— 기록된 데이터 —
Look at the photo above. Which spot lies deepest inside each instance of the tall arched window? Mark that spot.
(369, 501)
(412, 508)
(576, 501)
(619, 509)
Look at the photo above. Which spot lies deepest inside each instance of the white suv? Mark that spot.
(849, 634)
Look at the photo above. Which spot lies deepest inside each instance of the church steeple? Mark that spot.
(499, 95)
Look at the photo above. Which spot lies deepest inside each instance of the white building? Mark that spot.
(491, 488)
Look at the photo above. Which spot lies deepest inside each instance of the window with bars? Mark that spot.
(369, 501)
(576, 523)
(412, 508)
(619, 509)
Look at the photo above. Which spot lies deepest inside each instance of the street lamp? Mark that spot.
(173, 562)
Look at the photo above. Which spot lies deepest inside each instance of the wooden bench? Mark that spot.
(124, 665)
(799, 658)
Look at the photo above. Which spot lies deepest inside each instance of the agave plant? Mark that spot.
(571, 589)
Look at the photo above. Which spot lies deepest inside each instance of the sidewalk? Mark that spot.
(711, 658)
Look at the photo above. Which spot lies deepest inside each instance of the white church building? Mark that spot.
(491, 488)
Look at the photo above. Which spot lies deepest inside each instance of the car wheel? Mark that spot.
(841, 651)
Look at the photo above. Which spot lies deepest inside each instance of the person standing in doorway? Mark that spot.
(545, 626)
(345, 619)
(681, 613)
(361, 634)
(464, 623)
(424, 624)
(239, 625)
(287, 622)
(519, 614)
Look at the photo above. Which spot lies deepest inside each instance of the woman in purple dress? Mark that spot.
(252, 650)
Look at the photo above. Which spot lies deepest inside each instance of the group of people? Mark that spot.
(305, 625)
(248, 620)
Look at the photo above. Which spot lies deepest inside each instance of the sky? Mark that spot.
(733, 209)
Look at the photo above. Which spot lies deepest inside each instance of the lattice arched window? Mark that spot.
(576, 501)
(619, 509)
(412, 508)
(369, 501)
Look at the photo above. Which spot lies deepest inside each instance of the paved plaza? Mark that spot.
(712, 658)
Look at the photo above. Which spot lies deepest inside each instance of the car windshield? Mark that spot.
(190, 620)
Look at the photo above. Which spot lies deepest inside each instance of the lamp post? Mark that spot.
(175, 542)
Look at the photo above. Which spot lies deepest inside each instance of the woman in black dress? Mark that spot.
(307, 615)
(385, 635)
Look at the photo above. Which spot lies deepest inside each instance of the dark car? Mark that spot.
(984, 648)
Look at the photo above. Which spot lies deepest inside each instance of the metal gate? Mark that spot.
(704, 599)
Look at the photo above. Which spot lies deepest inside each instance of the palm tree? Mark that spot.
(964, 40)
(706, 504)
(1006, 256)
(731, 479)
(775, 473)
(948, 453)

— 지시 사항 —
위 데이터 전체에서 "photo"를 모두 "image"로 바꾸고, 나머지는 그대로 두어 다시 쓰세요.

— 답안 —
Look at the image above. Which spot lies deepest inside each instance of the tall arched window? Mark that spot.
(369, 501)
(412, 508)
(576, 501)
(619, 509)
Look at the image above. Which spot lies deepest inside each instance of the white suv? Mark that spot.
(849, 634)
Look at the image above. Which spot lies deepest inside each instance of the church steeple? Mark that spot.
(499, 95)
Look at the image above. Which spot lies deepest inside each instance of the white building? Mark that spot.
(491, 488)
Look at the image above. Which spot lies deepest inside each instance of the window with bars? Mark that spot.
(369, 501)
(576, 523)
(412, 508)
(619, 509)
Look at the image above. Which spot lies deepest inside each instance of the street lamp? Mark that spot.
(173, 562)
Look at the image above. Which spot lies deepest inside each instance of the wooden bench? Mark that spot.
(124, 665)
(799, 658)
Look at the image above. Which spot lies deepest inside each instance of the agave plant? Mark that spot.
(571, 589)
Look at the image above. Which spot lies deepest inside each instance of the sidewalk? Mark that spot.
(711, 658)
Look at the image above. Which spot lies deepest inside each instance of the white church building? Mark that spot.
(491, 488)
Look at the image above. Which spot lies deepest inside each instance of the car wheel? Mark that spot.
(841, 651)
Look at the image above. Which spot lies deepest inside each instance of the person standing in doorway? Mark that spot.
(545, 626)
(345, 619)
(681, 613)
(361, 634)
(464, 623)
(424, 624)
(239, 625)
(287, 622)
(519, 614)
Look at the image above. Which spot lies deepest inside each instance of the woman in purple dress? Mark that spot.
(252, 650)
Look at the image above. Which spot lies deepest inside each instance of the group of people? Mark that spot.
(305, 625)
(248, 620)
Look at the image above. Which spot lies deepest inside each instance of the sky? Mark that spot.
(733, 209)
Look at the image above. Which spot lies deepest inside each instance of the lattice arched window? Mark that spot.
(576, 501)
(619, 509)
(412, 508)
(369, 501)
Look at the image above. Which spot lies deepest inside each instance of the paved plaza? Mark that spot.
(712, 658)
Look at the image above. Which spot lies deepest inside each instance of the car windshield? Mark that spot.
(190, 620)
Look at the image above. Which spot lies deepest inside each instance of the lamp post? Mark that spot.
(175, 542)
Look at the image above. Which spot lies deepest inside each instance of the woman in black dress? Mark that spot.
(307, 615)
(385, 635)
Look at the image above. Which spot lies deepest inside each instance of the dark car? Mark that spot.
(984, 648)
Look at the image above. Which spot lies deepest inside each instance of the metal gate? Mark that spot.
(704, 599)
Look at the image above. Which spot lies deepest inside each instance of the palm tree? Mark that spot.
(964, 40)
(706, 504)
(1006, 256)
(731, 479)
(775, 473)
(948, 453)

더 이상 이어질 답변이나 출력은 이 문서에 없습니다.